• Objective: Transcribe every line of the rows below word for word, in their original order.

## begin Exercise materials

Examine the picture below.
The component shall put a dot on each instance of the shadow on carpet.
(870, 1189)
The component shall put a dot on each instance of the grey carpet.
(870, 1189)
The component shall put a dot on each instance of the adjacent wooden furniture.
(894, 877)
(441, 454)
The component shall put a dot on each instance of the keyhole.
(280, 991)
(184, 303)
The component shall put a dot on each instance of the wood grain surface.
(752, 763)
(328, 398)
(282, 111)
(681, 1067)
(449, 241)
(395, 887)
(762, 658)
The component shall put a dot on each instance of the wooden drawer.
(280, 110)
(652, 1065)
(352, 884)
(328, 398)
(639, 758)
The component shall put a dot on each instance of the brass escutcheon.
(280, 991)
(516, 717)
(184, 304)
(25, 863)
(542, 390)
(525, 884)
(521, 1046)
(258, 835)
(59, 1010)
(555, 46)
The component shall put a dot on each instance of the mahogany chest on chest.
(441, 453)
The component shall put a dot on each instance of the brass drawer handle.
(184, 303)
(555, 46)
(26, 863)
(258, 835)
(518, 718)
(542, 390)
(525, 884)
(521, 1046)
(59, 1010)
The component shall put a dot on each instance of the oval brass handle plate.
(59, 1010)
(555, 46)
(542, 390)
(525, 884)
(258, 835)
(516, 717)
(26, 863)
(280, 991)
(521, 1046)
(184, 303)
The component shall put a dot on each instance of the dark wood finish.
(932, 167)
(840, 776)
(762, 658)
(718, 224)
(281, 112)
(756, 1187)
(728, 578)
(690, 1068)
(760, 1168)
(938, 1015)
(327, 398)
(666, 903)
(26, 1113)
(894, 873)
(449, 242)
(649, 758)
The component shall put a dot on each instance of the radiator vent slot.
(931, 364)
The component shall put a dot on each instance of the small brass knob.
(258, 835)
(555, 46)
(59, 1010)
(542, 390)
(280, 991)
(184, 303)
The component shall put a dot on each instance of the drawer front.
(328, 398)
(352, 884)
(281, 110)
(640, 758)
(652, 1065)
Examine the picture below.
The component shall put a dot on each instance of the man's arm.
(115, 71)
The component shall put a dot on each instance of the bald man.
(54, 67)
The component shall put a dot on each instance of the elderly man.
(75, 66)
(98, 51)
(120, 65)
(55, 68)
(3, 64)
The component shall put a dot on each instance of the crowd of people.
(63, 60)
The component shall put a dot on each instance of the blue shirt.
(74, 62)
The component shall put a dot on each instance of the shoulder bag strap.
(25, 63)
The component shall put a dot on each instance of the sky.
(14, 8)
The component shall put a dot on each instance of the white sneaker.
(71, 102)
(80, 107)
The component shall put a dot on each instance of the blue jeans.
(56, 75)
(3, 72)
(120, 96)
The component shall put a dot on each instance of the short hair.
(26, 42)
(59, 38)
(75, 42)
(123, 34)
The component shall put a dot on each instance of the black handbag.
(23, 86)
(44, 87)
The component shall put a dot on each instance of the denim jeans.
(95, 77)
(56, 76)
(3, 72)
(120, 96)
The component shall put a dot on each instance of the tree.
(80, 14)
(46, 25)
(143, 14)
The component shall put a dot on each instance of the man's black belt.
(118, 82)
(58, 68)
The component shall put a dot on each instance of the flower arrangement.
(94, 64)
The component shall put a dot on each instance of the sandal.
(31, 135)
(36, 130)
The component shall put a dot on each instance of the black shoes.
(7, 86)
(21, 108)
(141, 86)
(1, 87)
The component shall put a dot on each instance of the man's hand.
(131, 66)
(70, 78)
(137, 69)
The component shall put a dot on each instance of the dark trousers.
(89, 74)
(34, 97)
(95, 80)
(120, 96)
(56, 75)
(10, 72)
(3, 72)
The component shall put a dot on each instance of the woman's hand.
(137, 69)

## end Exercise materials

• Right answer:
Examine the picture below.
The component shall put a dot on each instance of the shadow on carpet.
(870, 1189)
The component shall put a dot on each instance of the grey carpet.
(870, 1189)
The component shall put a dot on each instance of the adjacent wooden furniture.
(894, 877)
(441, 454)
The component shall put a dot on each instance of the keyhole.
(280, 991)
(184, 303)
The component shall put a dot on each instance of the wood grain surface.
(752, 763)
(328, 398)
(282, 111)
(681, 1067)
(449, 241)
(395, 887)
(762, 658)
The component shall put a dot on each instance of the wooden drawer.
(280, 110)
(652, 1065)
(352, 884)
(328, 398)
(639, 758)
The component shall put a dot on each instance of the brass escutcheon.
(280, 991)
(516, 717)
(184, 304)
(25, 863)
(542, 390)
(525, 884)
(521, 1046)
(258, 835)
(59, 1010)
(555, 46)
The component shall put a dot on each instance of the mahogany chest on chest.
(441, 453)
The component shall put a dot on each instance of the brass drawer handle.
(184, 303)
(555, 46)
(26, 863)
(258, 835)
(518, 718)
(542, 390)
(525, 884)
(521, 1046)
(59, 1010)
The component shall put a dot on each instance of the oval brass handle plate.
(59, 1010)
(555, 46)
(542, 390)
(525, 884)
(258, 835)
(516, 717)
(26, 863)
(280, 991)
(521, 1046)
(184, 303)
The component shall put a dot on each instance of the dark wood finish.
(932, 167)
(840, 776)
(762, 658)
(718, 224)
(281, 112)
(756, 1187)
(728, 578)
(690, 1068)
(760, 1168)
(938, 1015)
(327, 398)
(666, 903)
(26, 1113)
(894, 873)
(449, 242)
(649, 758)
The component shall put a dot on each instance of the radiator vent slot.
(931, 364)
The component shall put a dot on each instance of the small brass knob.
(258, 835)
(555, 46)
(59, 1010)
(542, 390)
(280, 991)
(184, 303)
The component shall put a dot on each instance of the drawer front.
(328, 398)
(352, 884)
(281, 110)
(640, 758)
(652, 1065)
Examine the picture below.
The component shall put a dot on each instance of the man's arm.
(115, 71)
The component shall put a dot on each instance of the bald man.
(54, 67)
The component shall put a dot on each instance of the elderly man.
(75, 66)
(98, 51)
(120, 65)
(55, 68)
(3, 64)
The component shall put a dot on each instance of the crowd of people.
(63, 60)
The component shall put a dot on each instance of the blue shirt.
(74, 62)
The component shall put a dot on each instance of the shoulder bag strap.
(25, 63)
The component shall put a dot on each instance of the sky.
(14, 8)
The component shall put a dot on each instance of the white sneaker.
(71, 102)
(80, 107)
The component shall put a dot on each instance of the blue jeans.
(56, 75)
(3, 72)
(120, 96)
The component shall put a dot on each instance of the short hair.
(26, 42)
(59, 38)
(75, 42)
(123, 34)
The component shall put a dot on each instance of the black handbag.
(23, 86)
(44, 87)
The component shall put a dot on each instance of the denim jeans.
(95, 77)
(56, 76)
(3, 72)
(120, 96)
The component shall put a dot on each instance of the tree.
(80, 14)
(46, 25)
(143, 14)
The component shall put a dot on each instance of the man's black belt.
(118, 82)
(58, 68)
The component shall put a dot on each instance of the flower arrangement.
(94, 64)
The component shall put a dot on each instance of the sandal.
(31, 135)
(36, 130)
The component shall put a dot on each instance of the black shoes.
(7, 86)
(21, 108)
(141, 86)
(1, 87)
The component shall put a dot on each instance of the man's hand.
(131, 66)
(70, 78)
(137, 69)
The component shall put a dot on each instance of the dark trousers.
(89, 74)
(34, 97)
(95, 80)
(120, 96)
(56, 75)
(10, 72)
(3, 72)
The component shall put a dot on each instance of the woman's hand.
(137, 69)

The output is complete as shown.